» DATA:
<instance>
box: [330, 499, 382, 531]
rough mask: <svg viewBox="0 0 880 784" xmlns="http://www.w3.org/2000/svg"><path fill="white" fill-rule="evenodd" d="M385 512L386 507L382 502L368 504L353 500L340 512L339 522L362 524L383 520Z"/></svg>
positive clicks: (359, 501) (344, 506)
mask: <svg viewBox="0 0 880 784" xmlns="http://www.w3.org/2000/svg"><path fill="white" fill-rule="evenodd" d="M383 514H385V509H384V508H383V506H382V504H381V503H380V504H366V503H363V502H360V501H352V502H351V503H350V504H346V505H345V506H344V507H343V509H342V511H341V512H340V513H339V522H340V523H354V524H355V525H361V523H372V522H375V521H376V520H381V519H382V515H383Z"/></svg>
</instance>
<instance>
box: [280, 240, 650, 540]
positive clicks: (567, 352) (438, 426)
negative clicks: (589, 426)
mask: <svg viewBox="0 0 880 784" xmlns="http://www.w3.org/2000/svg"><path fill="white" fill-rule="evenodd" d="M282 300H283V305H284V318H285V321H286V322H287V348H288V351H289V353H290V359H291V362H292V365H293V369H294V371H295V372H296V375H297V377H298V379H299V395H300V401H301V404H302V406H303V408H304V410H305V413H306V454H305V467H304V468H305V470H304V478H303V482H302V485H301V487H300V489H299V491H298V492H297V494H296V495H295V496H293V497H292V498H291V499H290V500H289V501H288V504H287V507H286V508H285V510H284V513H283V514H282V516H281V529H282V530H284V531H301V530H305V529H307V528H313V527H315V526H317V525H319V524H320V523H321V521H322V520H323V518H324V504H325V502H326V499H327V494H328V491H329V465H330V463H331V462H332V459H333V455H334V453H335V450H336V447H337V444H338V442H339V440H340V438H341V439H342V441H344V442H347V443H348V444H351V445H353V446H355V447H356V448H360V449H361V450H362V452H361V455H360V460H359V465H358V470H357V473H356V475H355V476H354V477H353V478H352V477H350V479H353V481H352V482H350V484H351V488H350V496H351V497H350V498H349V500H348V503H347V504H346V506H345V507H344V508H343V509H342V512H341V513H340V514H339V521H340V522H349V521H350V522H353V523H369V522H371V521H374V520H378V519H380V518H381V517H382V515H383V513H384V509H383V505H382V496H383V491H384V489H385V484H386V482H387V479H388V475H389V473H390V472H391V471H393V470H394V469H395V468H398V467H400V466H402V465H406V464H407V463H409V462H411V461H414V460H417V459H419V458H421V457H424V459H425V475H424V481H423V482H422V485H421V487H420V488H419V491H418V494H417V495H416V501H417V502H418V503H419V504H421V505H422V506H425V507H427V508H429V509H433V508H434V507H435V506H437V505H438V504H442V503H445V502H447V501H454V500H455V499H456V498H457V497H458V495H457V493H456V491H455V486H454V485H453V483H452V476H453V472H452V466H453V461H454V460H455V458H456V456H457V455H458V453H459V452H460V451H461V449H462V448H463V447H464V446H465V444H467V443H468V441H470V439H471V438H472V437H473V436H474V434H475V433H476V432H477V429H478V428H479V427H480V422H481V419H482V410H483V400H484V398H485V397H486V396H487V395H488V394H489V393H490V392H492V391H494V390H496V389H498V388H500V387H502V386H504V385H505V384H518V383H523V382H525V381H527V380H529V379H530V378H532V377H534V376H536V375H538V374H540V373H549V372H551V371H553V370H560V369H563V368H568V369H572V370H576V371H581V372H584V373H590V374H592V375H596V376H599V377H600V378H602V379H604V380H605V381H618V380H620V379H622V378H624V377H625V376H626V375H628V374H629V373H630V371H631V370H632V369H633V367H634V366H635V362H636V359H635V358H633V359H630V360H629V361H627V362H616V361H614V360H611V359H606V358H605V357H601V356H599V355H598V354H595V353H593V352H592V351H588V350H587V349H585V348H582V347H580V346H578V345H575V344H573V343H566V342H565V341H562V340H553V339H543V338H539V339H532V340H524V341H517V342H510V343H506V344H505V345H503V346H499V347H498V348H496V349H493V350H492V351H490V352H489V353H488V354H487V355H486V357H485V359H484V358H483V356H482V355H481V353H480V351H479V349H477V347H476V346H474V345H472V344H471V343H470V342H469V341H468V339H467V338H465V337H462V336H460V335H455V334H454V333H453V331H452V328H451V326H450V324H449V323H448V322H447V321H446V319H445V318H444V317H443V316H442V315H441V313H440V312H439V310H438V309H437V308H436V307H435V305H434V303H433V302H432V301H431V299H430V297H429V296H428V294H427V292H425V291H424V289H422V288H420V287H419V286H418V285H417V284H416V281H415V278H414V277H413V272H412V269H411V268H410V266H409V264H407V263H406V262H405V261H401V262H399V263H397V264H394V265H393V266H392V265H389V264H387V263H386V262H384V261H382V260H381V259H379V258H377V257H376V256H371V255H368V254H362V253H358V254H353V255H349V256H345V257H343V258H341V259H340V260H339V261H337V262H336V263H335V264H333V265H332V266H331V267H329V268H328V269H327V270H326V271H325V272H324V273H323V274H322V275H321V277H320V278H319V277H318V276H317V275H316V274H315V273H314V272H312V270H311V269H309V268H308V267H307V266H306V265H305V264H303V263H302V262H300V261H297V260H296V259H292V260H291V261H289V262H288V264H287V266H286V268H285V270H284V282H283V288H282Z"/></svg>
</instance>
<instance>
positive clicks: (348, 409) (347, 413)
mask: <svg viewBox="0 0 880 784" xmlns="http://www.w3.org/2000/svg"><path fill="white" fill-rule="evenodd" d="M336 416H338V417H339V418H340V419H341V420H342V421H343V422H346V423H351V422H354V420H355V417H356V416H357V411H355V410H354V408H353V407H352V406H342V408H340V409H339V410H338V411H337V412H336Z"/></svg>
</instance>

» WHAT YOU HAVE TO DO: Beginning at the line with "box: [330, 499, 382, 531]" and ending at the line with "rough mask: <svg", reproduce each line of the data above exactly, and add no other lines.

» TASK SOLUTION:
box: [330, 499, 382, 531]
rough mask: <svg viewBox="0 0 880 784" xmlns="http://www.w3.org/2000/svg"><path fill="white" fill-rule="evenodd" d="M385 512L386 507L382 502L368 504L353 500L340 512L339 522L362 524L383 520Z"/></svg>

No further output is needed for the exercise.